#### [Exercise details]
Rewrite everything from the line containing "find beige building" down to the end of the records, requests included, multiplying every box coordinate in the answers by 1.85 and rounding to whole numbers, with halves rounded up. Leave the pictures out.

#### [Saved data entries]

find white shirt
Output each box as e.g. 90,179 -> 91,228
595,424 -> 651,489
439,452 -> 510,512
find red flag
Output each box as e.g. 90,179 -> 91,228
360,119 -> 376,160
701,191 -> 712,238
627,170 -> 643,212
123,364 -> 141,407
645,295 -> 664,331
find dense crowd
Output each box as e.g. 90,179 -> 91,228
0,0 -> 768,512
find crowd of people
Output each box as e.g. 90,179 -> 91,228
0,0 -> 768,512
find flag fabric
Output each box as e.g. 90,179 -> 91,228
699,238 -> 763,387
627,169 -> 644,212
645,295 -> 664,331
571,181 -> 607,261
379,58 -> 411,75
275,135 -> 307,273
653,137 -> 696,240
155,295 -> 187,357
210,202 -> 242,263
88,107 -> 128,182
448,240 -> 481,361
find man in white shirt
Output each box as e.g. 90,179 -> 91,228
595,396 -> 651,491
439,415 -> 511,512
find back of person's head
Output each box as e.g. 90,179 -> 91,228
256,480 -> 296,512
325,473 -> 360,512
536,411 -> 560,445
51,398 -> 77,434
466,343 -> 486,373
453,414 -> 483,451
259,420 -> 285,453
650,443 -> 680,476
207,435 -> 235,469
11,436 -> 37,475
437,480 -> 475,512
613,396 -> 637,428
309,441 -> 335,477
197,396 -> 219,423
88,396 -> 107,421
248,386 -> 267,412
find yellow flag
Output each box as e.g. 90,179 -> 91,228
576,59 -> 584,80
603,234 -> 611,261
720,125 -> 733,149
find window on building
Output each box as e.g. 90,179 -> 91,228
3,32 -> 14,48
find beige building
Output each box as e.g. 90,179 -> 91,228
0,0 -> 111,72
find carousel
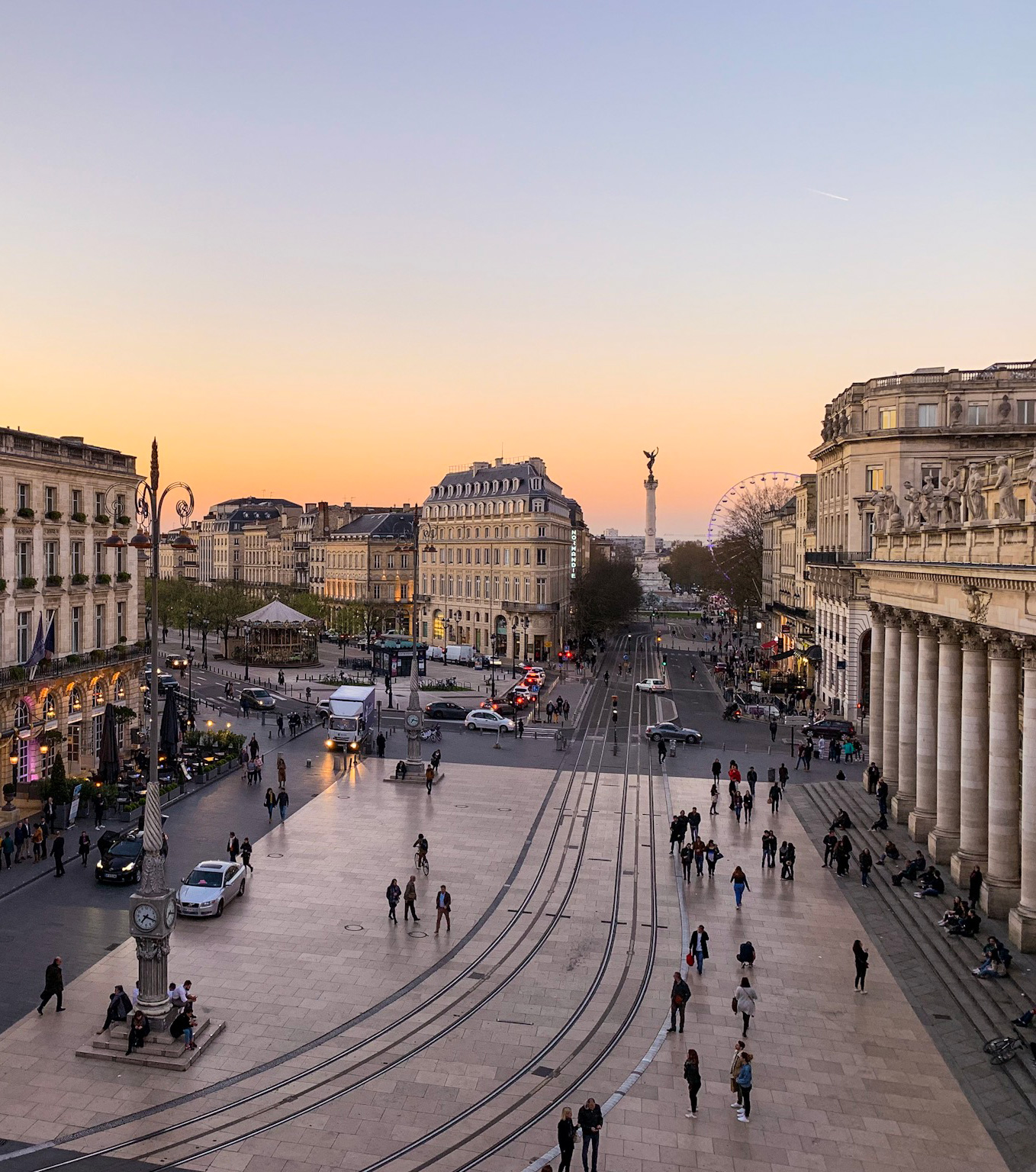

#### [In response]
find beige building
Output each box as e.g. 90,179 -> 91,228
0,0 -> 205,133
find carousel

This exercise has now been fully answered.